Required work: Could you duplicate the part of the Mattress Girl post that starts with "Remember Mattress Girl?" and goes on through "a porn film."?

Selection:
Friday 20 November 2015

Mattress Girl Bites Dog

                                               Got lots of help to "Carry That Weight"



Every few months a story will pop up that makes you go, “Wow”. It’s the sort of story that journalists live for because they so seldom get to write about anything that surprises anybody. Amuses, interests, saddens, enrages, yes, but surprises, no. Yesterday, was a wow day.

Remember Mattress Girl? The Columbia student, Emma Sulkowicz, that got so incensed with the continuing presence on campus of her “rapist” that she carried the mattress on which he had done the despicable deed around with her ─ everywhere ─ for months. It was an affecting story: the quiet dignity of a defenceless woman who wordlessly yet eloquently communicated the terrible burden she must bear for the rest of her life. Well, just after the last thrilling instalment of Mattress Girl at her graduation in May … she released a porn film.

This was the when I went, “Wow”.

Now I’m not exactly a virgin when it comes to experience of feminist depravity, but I’ll admit to a raised eyebrow. True it’s not perhaps an entirely typical porn film. For a start there’s the pretentious French title, Ceci N'est Pas Un Viol (This is not a rape). And even for a porn film there’s not much by way of a back plot or conversation. The Emma character comes into something like a dorm room with a fat guy, they get down to business right off and about half way through the guy turns nasty. But get this. It’s all real, and pretty much along the lines of how she described the original “rape”.

Excerpted data:
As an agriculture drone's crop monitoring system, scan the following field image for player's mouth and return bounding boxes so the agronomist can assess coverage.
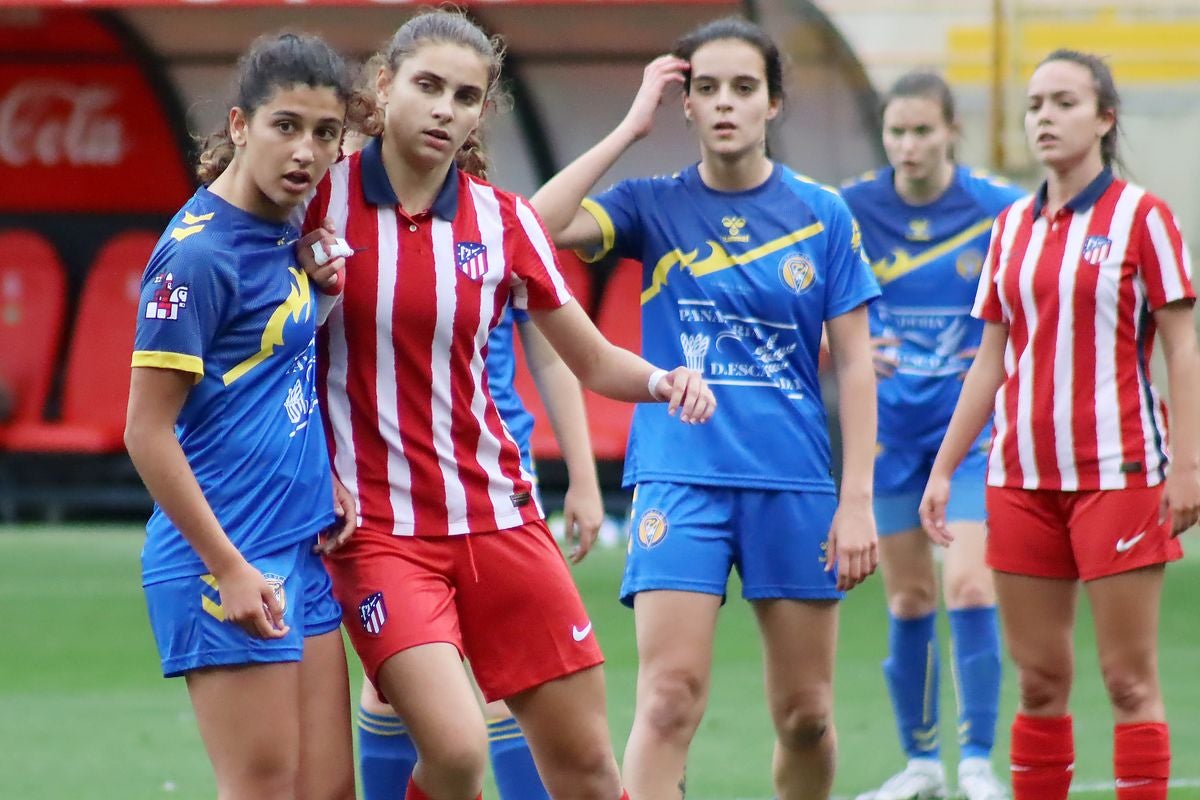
[421,128,450,150]
[283,169,312,192]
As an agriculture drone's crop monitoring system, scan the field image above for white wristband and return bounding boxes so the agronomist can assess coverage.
[646,369,667,399]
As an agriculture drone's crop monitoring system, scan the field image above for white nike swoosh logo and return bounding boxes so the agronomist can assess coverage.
[1117,530,1146,553]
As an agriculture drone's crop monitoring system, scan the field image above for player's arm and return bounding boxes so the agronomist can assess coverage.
[920,323,1008,545]
[517,321,604,564]
[1154,300,1200,535]
[529,55,688,251]
[125,367,288,639]
[826,305,878,591]
[529,302,716,422]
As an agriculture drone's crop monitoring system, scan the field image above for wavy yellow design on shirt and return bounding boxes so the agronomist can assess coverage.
[642,222,824,306]
[871,217,992,284]
[222,266,312,386]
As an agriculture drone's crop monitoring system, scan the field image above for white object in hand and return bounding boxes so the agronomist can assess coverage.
[312,239,354,266]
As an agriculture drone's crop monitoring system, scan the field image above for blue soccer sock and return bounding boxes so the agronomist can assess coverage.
[487,717,550,800]
[883,613,940,759]
[949,606,1000,758]
[358,706,416,800]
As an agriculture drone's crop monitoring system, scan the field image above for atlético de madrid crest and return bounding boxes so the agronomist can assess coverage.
[454,241,487,281]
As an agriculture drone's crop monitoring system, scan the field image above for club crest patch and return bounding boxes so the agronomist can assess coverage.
[146,272,187,319]
[636,509,668,549]
[1084,236,1112,266]
[779,253,817,294]
[454,241,487,281]
[359,591,388,636]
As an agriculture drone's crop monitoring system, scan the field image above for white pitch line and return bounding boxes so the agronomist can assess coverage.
[733,777,1200,800]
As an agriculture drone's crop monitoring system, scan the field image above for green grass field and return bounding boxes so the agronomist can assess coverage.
[0,525,1200,800]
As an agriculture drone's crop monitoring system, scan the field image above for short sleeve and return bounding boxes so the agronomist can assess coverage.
[132,241,236,380]
[580,179,647,263]
[508,198,571,312]
[824,196,881,319]
[971,213,1008,323]
[1138,194,1196,311]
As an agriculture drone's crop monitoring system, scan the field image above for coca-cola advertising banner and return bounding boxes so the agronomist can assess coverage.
[0,62,192,213]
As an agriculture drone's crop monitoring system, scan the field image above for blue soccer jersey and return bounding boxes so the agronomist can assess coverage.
[484,306,533,461]
[584,164,880,492]
[133,188,334,585]
[842,167,1022,450]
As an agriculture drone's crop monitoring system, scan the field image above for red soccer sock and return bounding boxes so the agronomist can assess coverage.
[1112,722,1171,800]
[1012,714,1075,800]
[404,777,484,800]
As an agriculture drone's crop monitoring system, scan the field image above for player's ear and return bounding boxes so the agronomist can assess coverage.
[229,106,250,148]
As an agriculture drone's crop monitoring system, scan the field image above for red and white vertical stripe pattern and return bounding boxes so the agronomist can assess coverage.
[972,180,1195,492]
[307,156,571,536]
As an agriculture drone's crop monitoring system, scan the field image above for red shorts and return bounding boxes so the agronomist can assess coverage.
[988,485,1183,581]
[325,519,604,702]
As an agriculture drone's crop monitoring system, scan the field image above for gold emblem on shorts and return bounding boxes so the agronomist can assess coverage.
[637,509,667,549]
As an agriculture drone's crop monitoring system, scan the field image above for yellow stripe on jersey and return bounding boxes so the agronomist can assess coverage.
[131,350,204,379]
[871,217,992,284]
[580,197,617,264]
[642,222,824,306]
[222,266,312,386]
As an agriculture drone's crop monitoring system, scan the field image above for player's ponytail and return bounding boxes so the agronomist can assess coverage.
[196,34,355,185]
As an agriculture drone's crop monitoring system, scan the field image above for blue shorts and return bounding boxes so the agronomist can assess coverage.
[145,537,342,678]
[875,431,991,536]
[620,482,842,607]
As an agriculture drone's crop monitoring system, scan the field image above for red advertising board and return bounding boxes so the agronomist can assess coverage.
[0,10,192,213]
[0,64,191,213]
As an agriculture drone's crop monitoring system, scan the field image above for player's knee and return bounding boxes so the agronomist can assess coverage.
[637,670,706,736]
[539,741,620,800]
[1100,666,1158,716]
[775,706,833,751]
[421,739,487,790]
[888,583,937,619]
[946,575,996,608]
[1016,664,1070,714]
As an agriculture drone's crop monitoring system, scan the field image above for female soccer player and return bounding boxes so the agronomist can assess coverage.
[842,72,1021,800]
[307,11,715,800]
[920,50,1200,800]
[533,18,878,800]
[358,304,604,800]
[125,35,354,800]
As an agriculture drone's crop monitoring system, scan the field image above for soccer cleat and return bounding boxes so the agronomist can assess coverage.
[959,758,1012,800]
[854,758,946,800]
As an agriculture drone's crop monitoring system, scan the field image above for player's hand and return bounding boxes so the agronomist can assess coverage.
[918,473,954,547]
[312,476,359,555]
[563,481,604,564]
[826,503,880,591]
[1158,465,1200,536]
[871,336,900,378]
[619,55,689,142]
[296,217,346,294]
[654,367,716,423]
[214,560,289,639]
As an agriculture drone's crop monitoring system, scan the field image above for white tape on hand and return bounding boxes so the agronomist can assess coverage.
[312,239,354,266]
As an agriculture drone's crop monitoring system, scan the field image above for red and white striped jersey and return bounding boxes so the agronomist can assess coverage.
[972,170,1195,492]
[305,139,571,536]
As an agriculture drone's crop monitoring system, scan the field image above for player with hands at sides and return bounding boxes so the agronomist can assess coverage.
[301,11,716,800]
[920,50,1200,800]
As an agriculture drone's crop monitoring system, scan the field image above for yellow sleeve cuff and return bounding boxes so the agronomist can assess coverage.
[132,350,204,380]
[576,198,617,264]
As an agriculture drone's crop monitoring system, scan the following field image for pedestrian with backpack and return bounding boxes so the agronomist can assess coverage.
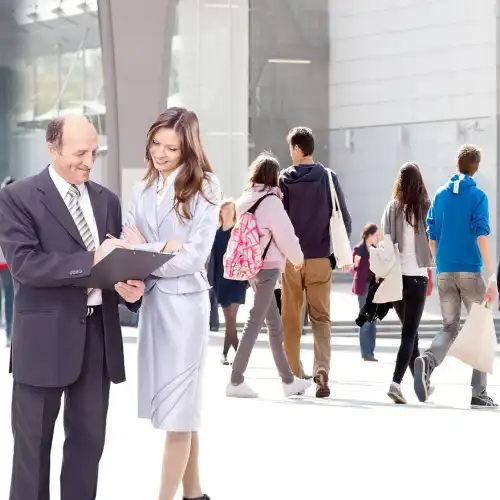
[224,153,311,398]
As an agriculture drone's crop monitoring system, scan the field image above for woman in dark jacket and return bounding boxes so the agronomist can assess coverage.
[208,200,248,365]
[352,224,378,361]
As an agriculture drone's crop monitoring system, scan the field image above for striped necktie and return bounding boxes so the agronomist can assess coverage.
[68,184,95,252]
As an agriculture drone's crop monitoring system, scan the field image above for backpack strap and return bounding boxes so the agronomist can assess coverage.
[247,193,276,262]
[247,193,276,214]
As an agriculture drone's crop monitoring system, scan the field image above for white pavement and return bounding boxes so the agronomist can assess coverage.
[229,282,500,324]
[0,332,500,500]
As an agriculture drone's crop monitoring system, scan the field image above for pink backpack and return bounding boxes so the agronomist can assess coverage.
[223,193,276,281]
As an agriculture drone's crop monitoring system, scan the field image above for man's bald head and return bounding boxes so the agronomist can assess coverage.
[45,115,97,150]
[45,115,98,184]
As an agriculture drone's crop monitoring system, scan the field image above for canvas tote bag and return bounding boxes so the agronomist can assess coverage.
[448,283,497,374]
[323,167,353,267]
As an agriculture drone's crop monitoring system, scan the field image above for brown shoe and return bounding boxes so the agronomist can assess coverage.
[314,370,330,398]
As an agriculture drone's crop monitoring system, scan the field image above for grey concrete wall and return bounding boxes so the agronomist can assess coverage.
[330,0,498,258]
[249,0,330,167]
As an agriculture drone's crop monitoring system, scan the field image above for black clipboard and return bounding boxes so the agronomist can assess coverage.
[78,248,175,290]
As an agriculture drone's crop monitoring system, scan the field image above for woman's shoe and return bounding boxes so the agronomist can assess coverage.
[387,382,406,405]
[314,369,330,398]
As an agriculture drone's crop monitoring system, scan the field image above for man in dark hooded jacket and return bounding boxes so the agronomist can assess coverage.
[279,127,351,397]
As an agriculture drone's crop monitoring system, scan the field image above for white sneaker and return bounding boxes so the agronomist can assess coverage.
[226,382,259,398]
[283,377,311,398]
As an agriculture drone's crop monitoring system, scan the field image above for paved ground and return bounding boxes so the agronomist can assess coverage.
[0,332,500,500]
[219,278,500,323]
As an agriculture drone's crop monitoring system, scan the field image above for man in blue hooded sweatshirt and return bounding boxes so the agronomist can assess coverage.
[414,144,498,408]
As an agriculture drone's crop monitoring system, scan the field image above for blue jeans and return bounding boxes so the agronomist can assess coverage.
[0,269,14,340]
[358,287,377,358]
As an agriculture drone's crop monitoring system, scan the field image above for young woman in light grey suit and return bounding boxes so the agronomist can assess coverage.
[123,108,220,500]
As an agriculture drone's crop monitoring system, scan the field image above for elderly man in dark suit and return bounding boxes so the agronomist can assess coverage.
[0,116,144,500]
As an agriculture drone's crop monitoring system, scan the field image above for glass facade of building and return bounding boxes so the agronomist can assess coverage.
[10,0,106,181]
[1,0,329,198]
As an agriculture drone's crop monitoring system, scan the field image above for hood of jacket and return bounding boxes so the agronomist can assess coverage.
[446,174,476,195]
[236,184,283,216]
[281,163,325,184]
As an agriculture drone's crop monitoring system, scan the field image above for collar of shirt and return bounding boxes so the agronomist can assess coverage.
[156,167,180,193]
[49,165,86,201]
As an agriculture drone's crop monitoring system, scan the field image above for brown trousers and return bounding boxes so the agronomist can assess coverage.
[282,259,332,376]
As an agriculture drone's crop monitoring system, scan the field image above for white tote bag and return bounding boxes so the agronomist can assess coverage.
[370,235,403,304]
[323,167,353,267]
[448,302,497,374]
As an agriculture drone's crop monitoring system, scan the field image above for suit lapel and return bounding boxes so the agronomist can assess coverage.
[143,182,158,234]
[158,183,179,227]
[38,168,85,248]
[86,182,108,243]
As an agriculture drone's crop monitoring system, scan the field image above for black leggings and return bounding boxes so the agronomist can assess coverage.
[222,304,240,357]
[392,276,428,384]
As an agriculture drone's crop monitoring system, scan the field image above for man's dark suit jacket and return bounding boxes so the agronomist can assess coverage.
[0,169,140,387]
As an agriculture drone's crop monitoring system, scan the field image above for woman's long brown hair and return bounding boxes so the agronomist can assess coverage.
[392,163,430,233]
[144,108,213,220]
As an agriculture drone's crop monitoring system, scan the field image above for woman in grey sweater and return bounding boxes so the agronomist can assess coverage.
[382,163,434,404]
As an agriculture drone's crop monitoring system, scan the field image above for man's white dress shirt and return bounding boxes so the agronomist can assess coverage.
[49,165,102,306]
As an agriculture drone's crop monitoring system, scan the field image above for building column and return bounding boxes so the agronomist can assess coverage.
[98,0,177,205]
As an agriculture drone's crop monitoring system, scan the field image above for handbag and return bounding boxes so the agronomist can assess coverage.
[448,288,497,374]
[370,235,403,304]
[323,167,353,269]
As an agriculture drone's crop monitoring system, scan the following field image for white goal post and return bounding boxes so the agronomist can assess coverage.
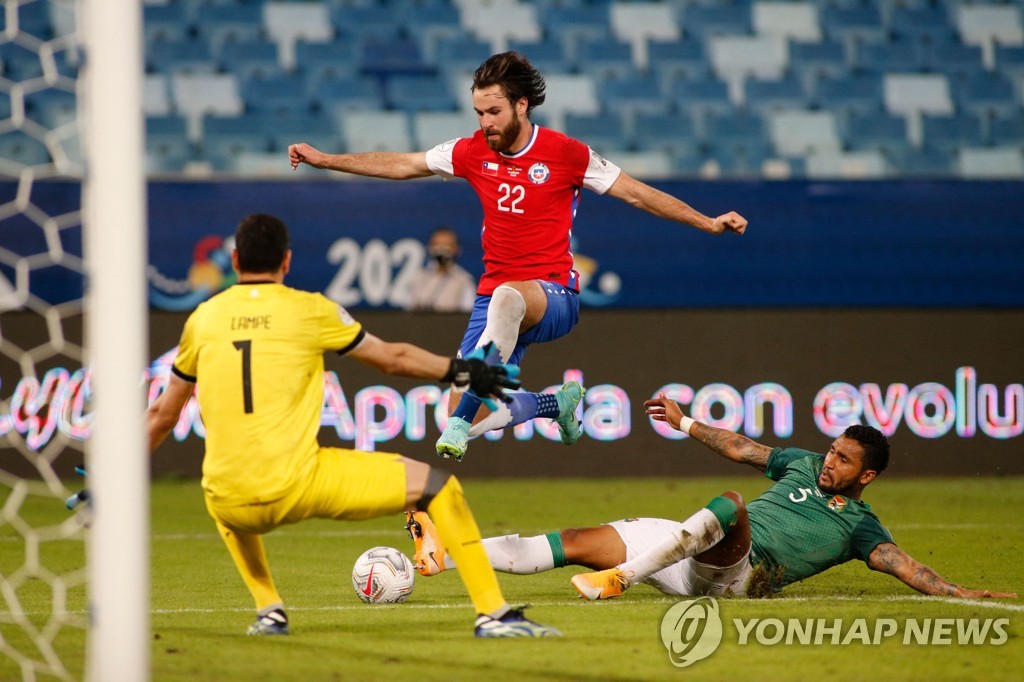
[79,0,151,682]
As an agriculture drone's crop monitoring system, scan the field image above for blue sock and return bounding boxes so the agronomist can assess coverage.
[452,391,480,424]
[508,393,558,426]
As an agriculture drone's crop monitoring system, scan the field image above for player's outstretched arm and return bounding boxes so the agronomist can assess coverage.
[348,334,519,401]
[145,372,196,453]
[643,393,771,471]
[606,173,746,235]
[288,142,432,180]
[867,543,1017,599]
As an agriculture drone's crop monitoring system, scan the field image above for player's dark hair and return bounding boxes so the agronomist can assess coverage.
[234,213,289,272]
[471,52,545,116]
[843,424,889,473]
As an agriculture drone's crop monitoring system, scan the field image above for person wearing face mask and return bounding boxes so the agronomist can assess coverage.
[406,227,476,312]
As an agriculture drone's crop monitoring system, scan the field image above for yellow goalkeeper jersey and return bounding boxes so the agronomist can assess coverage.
[167,282,364,505]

Complete output:
Remember Mattress Girl? The Columbia student, Emma Sulkowicz, that got so incensed with the continuing presence on campus of her “rapist” that she carried the mattress on which he had done the despicable deed around with her ─ everywhere ─ for months. It was an affecting story: the quiet dignity of a defenceless woman who wordlessly yet eloquently communicated the terrible burden she must bear for the rest of her life. Well, just after the last thrilling instalment of Mattress Girl at her graduation in May … she released a porn film.